Thomas Ray Johnson, accused of killing his pregnant girlfriend in 2005, pleaded guilty to voluntary manslaughter this week in Roane County Criminal Court.

Johnson was originally indicted on second-degree murder in the death of Pamela Nicole Williams of Oliver Springs.

Johnson, 25, was scheduled to go to trial on Tuesday.

As part of his plea deal, prosecutors recommended a five-year sentence on the voluntary manslaughter charge.

Johnson faced as many as 60 years in prison if convicted of second-degree murder.

Opal Williams, the victim’s grandmother, said she was disappointed in the outcome of the case.

“But there’s nothing I can do about it,” Williams said. “He did beat her, but I can’t prove it.”

Williams was 18 when she died in August 2005. Emergency room personnel at the University of Tennessee Medical Center gave statements to authorities that painted Johnson as an abuser. Angie Randolph, a CT technologist at the hospital, gave a witness statement recounting the victim’s de-meanor in the hospital.

Supplied records ▸

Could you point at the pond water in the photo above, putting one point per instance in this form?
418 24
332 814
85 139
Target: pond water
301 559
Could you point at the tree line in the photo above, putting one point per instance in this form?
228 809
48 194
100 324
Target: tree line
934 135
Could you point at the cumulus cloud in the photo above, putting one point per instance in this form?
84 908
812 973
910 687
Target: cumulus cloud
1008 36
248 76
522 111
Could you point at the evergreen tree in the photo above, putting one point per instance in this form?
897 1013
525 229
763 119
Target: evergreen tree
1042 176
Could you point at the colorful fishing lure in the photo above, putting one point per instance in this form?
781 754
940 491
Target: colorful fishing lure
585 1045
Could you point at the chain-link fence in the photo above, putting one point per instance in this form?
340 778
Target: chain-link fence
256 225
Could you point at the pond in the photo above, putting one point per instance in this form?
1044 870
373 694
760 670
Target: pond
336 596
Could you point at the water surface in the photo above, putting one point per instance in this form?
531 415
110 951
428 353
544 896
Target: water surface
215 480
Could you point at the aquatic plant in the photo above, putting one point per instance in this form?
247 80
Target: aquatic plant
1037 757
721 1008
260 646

---

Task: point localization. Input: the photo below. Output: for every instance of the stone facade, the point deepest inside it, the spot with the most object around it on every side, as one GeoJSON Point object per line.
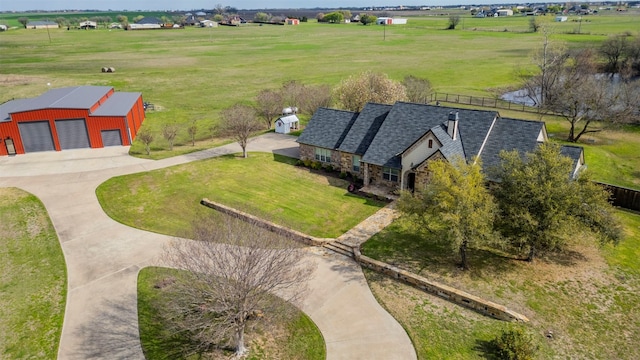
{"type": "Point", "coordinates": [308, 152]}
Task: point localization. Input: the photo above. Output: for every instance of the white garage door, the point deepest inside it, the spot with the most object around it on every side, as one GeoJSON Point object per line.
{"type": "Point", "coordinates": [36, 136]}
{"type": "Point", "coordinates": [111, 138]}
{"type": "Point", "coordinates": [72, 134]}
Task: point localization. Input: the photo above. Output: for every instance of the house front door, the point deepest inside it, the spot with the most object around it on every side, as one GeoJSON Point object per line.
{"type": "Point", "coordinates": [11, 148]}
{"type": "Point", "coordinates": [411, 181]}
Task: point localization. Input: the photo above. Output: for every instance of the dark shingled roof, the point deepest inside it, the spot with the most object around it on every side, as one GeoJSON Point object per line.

---

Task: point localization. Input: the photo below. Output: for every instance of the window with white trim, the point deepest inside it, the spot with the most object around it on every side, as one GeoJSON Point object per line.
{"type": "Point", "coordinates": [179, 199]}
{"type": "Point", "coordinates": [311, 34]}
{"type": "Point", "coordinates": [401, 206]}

List of tasks ▸
1/ In the news report, copy the passage starting with "Johnson was originally" and going on through "of second-degree murder.", replacing "plea deal" with "plea agreement".
2/ According to the news report, on what charge was Johnson originally indicted?
3/ For each statement, say whether it agrees with the news report, and quote the words that decide it.
(a) Prosecutors recommended a five-year sentence as part of Johnson's plea deal.
(b) Johnson was 30 years old when he was scheduled for trial.
(c) The victim's grandmother was pleased with the outcome of the case.
Work only from the news report and bring in no outside knowledge.

Solutions in order ▸
1/
Johnson was originally indicted on second-degree murder in the death of Pamela Nicole Williams of Oliver Springs.

Johnson, 25, was scheduled to go to trial on Tuesday.

As part of his plea agreement, prosecutors recommended a five-year sentence on the voluntary manslaughter charge.

Johnson faced as many as 60 years in prison if convicted of second-degree murder.

2/ Second-degree murder.

3/
(a) Yes: "As part of his plea deal, prosecutors recommended a five-year sentence on the voluntary manslaughter charge."
(b) No: "Johnson, 25, was scheduled to go to trial on Tuesday."
(c) No: "Opal Williams, the victim’s grandmother, said she was disappointed in the outcome of the case."